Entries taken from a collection
--

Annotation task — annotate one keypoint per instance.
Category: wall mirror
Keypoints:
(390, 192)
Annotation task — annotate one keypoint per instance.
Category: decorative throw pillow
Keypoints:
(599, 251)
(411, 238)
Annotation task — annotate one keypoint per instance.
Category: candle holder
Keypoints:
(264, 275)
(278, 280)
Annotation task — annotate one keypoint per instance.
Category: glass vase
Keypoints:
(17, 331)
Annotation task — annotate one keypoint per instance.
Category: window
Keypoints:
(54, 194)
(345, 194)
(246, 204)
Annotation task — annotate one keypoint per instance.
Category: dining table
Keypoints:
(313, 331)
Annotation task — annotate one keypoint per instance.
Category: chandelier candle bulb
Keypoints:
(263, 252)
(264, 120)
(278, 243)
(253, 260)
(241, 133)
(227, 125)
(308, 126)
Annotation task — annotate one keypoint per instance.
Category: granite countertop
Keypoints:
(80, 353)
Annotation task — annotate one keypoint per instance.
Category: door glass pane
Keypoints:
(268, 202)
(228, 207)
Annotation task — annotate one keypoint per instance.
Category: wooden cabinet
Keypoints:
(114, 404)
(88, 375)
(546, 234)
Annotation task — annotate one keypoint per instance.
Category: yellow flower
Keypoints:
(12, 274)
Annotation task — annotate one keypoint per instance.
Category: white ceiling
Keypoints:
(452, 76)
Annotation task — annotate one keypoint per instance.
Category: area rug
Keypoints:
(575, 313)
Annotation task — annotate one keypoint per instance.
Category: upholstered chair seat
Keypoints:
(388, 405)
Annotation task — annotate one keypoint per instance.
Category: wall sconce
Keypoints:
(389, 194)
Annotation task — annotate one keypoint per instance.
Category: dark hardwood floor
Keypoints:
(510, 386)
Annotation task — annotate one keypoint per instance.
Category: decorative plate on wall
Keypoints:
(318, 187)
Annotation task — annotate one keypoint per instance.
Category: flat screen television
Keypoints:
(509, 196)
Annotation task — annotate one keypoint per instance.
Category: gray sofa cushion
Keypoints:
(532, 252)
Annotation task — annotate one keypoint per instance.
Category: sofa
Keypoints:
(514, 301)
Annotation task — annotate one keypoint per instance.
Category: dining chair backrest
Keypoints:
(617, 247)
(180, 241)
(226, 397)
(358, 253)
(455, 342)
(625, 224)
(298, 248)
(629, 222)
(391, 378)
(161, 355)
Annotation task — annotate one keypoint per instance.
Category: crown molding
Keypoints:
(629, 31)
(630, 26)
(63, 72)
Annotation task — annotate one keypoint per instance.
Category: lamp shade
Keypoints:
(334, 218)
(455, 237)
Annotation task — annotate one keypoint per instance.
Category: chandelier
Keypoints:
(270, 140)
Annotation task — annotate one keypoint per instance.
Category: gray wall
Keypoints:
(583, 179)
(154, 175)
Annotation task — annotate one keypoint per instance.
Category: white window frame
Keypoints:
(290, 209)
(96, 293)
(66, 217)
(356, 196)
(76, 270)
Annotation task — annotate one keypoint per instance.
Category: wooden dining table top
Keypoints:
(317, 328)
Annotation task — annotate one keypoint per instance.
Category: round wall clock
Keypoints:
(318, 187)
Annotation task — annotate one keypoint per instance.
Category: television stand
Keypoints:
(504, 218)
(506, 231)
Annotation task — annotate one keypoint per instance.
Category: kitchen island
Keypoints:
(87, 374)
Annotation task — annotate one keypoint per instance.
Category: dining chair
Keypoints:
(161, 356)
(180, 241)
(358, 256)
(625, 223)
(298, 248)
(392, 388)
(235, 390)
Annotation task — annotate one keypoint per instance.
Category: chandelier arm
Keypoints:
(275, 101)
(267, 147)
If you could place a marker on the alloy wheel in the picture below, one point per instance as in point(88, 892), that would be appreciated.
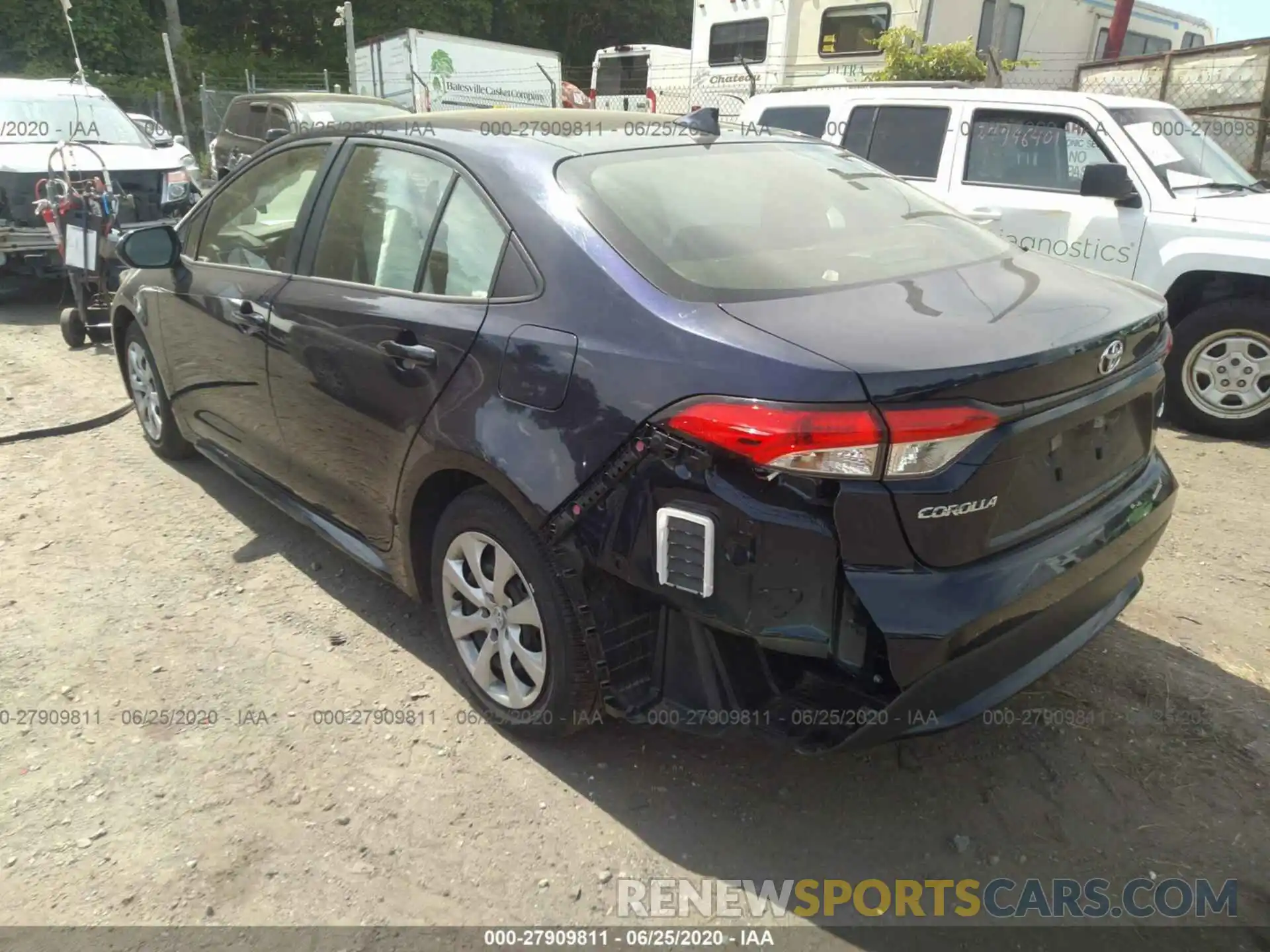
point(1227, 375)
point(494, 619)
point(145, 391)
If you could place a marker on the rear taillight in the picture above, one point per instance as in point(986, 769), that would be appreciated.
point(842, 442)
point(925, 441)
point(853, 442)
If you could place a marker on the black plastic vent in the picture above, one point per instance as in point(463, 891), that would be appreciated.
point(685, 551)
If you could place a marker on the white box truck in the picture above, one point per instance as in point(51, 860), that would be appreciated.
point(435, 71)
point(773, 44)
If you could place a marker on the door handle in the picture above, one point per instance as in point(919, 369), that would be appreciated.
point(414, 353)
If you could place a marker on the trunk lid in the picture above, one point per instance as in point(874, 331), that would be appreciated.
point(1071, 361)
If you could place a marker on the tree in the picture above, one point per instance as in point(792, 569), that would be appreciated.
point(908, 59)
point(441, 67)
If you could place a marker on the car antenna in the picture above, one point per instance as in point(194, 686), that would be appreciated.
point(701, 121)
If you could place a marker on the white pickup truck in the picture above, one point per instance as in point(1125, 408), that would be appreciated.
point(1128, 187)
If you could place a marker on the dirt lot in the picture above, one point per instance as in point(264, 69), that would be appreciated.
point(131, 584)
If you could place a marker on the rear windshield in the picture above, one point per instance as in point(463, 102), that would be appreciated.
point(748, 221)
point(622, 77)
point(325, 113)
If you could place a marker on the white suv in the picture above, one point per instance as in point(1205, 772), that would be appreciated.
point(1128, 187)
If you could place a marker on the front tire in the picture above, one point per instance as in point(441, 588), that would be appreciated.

--

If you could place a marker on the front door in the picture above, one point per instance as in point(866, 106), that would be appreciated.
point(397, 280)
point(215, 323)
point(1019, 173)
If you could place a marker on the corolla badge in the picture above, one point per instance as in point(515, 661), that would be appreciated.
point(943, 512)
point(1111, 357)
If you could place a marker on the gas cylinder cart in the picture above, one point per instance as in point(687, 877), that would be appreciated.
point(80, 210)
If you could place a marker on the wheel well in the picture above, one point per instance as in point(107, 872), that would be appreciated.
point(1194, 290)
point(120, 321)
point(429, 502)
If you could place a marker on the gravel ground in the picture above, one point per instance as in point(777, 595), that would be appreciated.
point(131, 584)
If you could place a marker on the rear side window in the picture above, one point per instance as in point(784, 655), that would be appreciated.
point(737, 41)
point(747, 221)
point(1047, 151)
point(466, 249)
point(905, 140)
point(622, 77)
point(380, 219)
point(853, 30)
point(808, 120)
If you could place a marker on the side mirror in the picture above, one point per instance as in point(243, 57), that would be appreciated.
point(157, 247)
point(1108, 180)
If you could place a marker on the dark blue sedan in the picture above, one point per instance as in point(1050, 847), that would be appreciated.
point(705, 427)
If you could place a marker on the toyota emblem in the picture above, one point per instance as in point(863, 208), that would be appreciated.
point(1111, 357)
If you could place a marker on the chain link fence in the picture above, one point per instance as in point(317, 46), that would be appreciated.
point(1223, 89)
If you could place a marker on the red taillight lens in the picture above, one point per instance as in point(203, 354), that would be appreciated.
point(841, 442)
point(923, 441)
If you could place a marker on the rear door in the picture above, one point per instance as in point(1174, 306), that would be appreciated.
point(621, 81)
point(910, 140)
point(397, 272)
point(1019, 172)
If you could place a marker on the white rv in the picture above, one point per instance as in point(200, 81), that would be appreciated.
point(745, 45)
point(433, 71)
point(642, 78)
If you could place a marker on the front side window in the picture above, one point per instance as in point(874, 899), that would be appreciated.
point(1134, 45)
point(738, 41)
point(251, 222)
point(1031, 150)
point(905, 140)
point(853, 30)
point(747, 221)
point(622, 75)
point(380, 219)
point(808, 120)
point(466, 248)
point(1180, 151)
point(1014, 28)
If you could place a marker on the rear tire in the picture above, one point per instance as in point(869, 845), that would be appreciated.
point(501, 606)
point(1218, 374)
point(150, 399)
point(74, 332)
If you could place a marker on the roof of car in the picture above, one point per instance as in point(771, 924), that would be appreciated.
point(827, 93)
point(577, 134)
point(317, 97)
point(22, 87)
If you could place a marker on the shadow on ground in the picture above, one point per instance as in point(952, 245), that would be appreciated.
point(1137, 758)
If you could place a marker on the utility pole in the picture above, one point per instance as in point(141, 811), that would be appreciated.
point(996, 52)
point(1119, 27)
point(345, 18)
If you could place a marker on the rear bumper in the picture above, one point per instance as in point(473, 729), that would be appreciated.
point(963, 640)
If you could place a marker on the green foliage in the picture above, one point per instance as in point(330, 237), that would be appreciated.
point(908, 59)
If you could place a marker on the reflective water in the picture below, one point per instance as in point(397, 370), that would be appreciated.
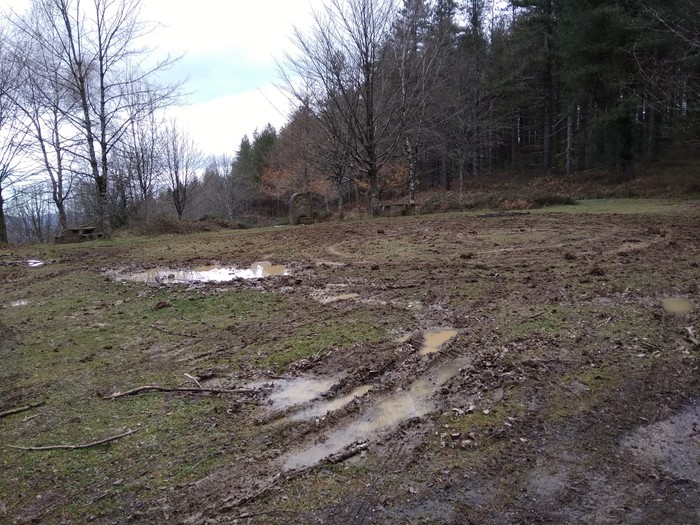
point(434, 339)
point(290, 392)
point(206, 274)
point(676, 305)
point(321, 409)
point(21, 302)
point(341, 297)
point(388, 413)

--

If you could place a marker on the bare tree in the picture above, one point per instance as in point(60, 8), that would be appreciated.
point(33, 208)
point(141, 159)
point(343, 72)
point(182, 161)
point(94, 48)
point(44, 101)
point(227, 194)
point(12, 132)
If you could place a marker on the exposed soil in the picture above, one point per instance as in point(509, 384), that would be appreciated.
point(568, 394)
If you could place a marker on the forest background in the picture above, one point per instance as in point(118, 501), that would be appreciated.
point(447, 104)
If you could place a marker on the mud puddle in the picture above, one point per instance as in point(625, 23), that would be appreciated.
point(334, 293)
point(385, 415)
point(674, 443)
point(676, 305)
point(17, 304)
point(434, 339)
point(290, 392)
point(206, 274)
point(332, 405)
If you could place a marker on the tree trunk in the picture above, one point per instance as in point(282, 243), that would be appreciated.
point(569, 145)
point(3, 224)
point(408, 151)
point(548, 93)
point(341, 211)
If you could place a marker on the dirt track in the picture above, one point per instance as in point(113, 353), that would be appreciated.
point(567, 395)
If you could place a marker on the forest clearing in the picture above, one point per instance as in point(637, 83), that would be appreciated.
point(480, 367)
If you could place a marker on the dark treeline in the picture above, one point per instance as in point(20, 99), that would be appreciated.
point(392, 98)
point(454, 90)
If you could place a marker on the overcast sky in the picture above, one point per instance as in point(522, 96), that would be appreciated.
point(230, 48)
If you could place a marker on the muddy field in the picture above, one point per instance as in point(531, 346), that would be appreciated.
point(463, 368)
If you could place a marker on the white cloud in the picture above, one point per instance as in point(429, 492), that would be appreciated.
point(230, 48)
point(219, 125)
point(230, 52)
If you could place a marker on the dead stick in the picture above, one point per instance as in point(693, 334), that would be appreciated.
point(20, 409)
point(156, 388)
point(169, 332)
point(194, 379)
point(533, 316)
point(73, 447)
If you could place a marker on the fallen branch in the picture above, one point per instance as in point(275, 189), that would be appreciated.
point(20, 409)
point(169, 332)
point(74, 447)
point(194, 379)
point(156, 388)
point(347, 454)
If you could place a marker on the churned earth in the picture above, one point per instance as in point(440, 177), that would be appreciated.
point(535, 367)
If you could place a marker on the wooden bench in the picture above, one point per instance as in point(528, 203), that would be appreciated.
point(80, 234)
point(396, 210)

--

» **PROBLEM TO WORK ON**
Across the entries above, work out how many lines hold "table". The answer is that number alone.

» **OUTPUT FOR THIS EXERCISE**
2